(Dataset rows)
▽

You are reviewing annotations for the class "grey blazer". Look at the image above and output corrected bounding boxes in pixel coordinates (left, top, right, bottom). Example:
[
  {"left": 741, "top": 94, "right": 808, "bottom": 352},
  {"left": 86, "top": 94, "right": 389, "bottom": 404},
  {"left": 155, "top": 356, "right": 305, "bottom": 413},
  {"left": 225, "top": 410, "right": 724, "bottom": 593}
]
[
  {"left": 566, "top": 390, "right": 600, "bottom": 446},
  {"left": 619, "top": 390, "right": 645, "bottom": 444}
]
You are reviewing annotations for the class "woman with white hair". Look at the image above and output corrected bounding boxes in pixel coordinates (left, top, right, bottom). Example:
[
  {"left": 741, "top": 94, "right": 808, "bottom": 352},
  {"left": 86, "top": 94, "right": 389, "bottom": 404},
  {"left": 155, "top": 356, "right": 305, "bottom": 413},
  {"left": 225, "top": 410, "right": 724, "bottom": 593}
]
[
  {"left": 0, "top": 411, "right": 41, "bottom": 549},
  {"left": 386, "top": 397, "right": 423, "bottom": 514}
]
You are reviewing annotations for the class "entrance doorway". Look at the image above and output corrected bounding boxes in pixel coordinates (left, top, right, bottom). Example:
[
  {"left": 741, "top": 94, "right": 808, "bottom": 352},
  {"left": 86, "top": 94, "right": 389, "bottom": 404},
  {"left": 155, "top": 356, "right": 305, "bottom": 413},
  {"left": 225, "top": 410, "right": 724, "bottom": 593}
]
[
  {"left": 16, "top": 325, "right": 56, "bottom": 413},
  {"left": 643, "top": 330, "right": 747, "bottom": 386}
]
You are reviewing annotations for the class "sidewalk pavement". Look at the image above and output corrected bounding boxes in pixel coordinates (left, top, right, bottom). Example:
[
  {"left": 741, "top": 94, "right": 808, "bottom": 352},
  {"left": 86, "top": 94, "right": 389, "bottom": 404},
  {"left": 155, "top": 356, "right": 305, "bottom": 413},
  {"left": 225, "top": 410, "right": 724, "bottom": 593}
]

△

Quote every line of the records above, from the first through the last, without changing a single character.

▸ **ANSWER TO THIS EXERCISE**
You are reviewing annotations for the class "grey blazer". Look at the image above and output corrected bounding boxes in pixel coordinates (left, top, right, bottom). Example:
[
  {"left": 741, "top": 94, "right": 808, "bottom": 352},
  {"left": 86, "top": 94, "right": 389, "bottom": 404},
  {"left": 155, "top": 356, "right": 305, "bottom": 413},
  {"left": 225, "top": 410, "right": 724, "bottom": 593}
]
[
  {"left": 566, "top": 390, "right": 600, "bottom": 446},
  {"left": 619, "top": 390, "right": 645, "bottom": 444}
]
You are reviewing annotations for the class "woman with white hair". Look at the image above and output corrected bounding boxes in pixel coordinates (left, top, right, bottom). Example:
[
  {"left": 741, "top": 94, "right": 808, "bottom": 352},
  {"left": 86, "top": 94, "right": 389, "bottom": 404},
  {"left": 155, "top": 356, "right": 305, "bottom": 413},
  {"left": 225, "top": 410, "right": 724, "bottom": 593}
]
[
  {"left": 0, "top": 411, "right": 41, "bottom": 549},
  {"left": 386, "top": 397, "right": 423, "bottom": 514}
]
You are reviewing annotations for the class "entrance doorway". Look at the image above and output corrected bounding boxes in pixel coordinates (left, top, right, bottom). Example:
[
  {"left": 741, "top": 94, "right": 808, "bottom": 352},
  {"left": 86, "top": 94, "right": 389, "bottom": 404},
  {"left": 155, "top": 356, "right": 305, "bottom": 413},
  {"left": 225, "top": 410, "right": 724, "bottom": 593}
]
[
  {"left": 16, "top": 325, "right": 56, "bottom": 413},
  {"left": 643, "top": 330, "right": 747, "bottom": 386}
]
You are reviewing annotations for the class "sidewalk pavement". Look at the image above and output corrected bounding boxes in pixel coordinates (left, top, right, bottom). Example:
[
  {"left": 741, "top": 94, "right": 808, "bottom": 352},
  {"left": 86, "top": 94, "right": 389, "bottom": 404},
  {"left": 155, "top": 356, "right": 305, "bottom": 413},
  {"left": 225, "top": 410, "right": 724, "bottom": 593}
]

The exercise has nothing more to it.